### EXCERPT:
----

HP Server Killer Firmware Update On the Loose

← Back to Stories (view on slashdot.org)

HP Server Killer Firmware Update On the Loose

Posted by timothy on Friday April 25, 2014 @12:43AM from the just-this-one-little-problem dept.

OffTheLip (636691) writes "According to a Customer Advisory released by HP and reported on by the Channel Register website, a recently released firmware update for the ubiquitous HP Proliant server line could disable the network capability of affected systems. Broadcom NICs in G2-G7 servers are identified as potentially vulnerable. The release date for the firmware was April 18 so expect the number of systems affected to go up. HP has not released the number of systems vulnerable to the update."

24 of 100 comments (clear)

Min score:

Reason:

Sort:

Hot firmware by DigiShaman · 2014-04-25 00:59 · Score: 4, Interesting

And this is why I wait at least 2 months before installing firmware updates (unless it's a major security issue). It's not uncommon for a firmware update to be pulled shortly after being published. The 2 month window delay is generally more then enough time to ensure it's a proper update is solid.

--
Life is not for the lazy.
1. Re:Hot firmware by SJHillman · 2014-04-25 01:57 · Score: 4, Funny
  
  The company budget committee helps us avoid issues like this. The majority of our gear is old enough that there hasn't been a firmware update in four or five years. And no plans to replace it any time soon.
2. Re:Hot firmware by Lumpy · 2014-04-25 03:48 · Score: 2
  
  I wait until I HAVE TO install a firmware update. Unless there is a major problem that will cause the server to explode, you dont update the firmware.
  
  --
  Do not look at laser with remaining good eye.
3. Re:Hot firmware by SJHillman · 2014-04-25 06:50 · Score: 3, Funny
  
  They approved two rolls of duct tape for this fiscal year, so we feel well prepared.
If it ain't broke... by Rich0 · 2014-04-25 01:01 · Score: 4, Insightful

...don't flash it.
Do admins routinely flash firmware updates in the absence of some identified need? I could see flashing an update if I was suffering from a known problem, or if the vendor identified a security flaw in a previous release. I could see flashing it if necessary to install new hardware.

----

(Image location labeling lines)
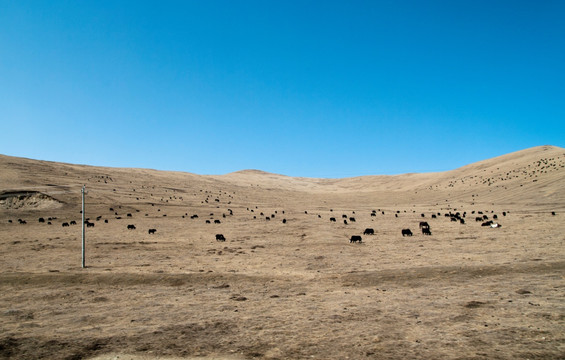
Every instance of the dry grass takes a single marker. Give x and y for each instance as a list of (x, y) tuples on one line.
[(285, 291)]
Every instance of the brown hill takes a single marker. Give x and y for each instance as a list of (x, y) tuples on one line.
[(287, 282), (532, 177)]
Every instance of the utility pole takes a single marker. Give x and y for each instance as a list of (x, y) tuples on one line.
[(83, 252)]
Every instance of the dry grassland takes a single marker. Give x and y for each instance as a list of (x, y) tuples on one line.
[(275, 290)]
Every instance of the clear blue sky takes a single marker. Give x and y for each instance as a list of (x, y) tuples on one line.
[(301, 88)]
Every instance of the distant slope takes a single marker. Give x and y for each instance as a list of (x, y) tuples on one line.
[(531, 176)]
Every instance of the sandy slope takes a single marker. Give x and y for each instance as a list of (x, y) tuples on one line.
[(278, 291)]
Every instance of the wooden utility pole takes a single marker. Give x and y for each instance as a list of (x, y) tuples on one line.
[(83, 252)]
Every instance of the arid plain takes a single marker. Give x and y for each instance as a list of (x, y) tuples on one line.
[(296, 289)]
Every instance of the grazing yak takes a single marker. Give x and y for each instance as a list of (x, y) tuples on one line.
[(355, 238), (406, 232)]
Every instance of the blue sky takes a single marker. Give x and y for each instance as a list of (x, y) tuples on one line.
[(301, 88)]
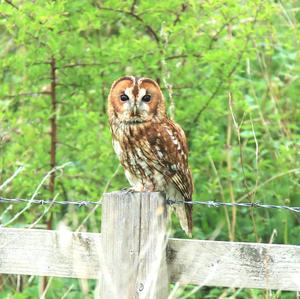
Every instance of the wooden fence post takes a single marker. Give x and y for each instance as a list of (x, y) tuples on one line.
[(134, 237)]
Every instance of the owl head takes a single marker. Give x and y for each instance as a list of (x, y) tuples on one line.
[(135, 101)]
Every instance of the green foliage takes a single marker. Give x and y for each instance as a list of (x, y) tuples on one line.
[(229, 71)]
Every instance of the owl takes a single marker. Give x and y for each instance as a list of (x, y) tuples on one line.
[(150, 146)]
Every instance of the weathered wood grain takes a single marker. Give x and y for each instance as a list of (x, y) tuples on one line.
[(207, 263), (134, 246), (234, 264), (49, 253)]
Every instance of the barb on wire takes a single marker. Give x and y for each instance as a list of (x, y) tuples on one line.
[(171, 202), (83, 203), (217, 204)]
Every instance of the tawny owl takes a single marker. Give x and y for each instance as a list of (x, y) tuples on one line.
[(151, 147)]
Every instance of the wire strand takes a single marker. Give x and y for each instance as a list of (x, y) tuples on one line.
[(211, 204)]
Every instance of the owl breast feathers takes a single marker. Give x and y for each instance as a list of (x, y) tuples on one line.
[(149, 145)]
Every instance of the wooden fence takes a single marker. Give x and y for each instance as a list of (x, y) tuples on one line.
[(134, 258)]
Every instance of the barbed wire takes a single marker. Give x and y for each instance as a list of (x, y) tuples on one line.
[(214, 204)]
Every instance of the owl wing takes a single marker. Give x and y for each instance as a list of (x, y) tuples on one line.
[(169, 147)]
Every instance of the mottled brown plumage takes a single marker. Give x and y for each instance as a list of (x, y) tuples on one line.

----

### REQUIREMENTS:
Write out the part of the HP firmware thread above from "Posted by timothy" up to and including "100 comments (clear)".

### EXERCISE RESPONSE:
Posted by timothy on Friday April 25, 2014 @12:43AM from the just-this-one-little-problem dept.

OffTheLip (636691) writes "According to a Customer Advisory released by HP and reported on by the Channel Register website, a recently released firmware update for the ubiquitous HP Proliant server line could disable the network capability of affected systems. Broadcom NICs in G2-G7 servers are identified as potentially vulnerable. The release date for the firmware was April 18 so expect the number of systems affected to go up. HP has not released the number of systems vulnerable to the update."

24 of 100 comments (clear)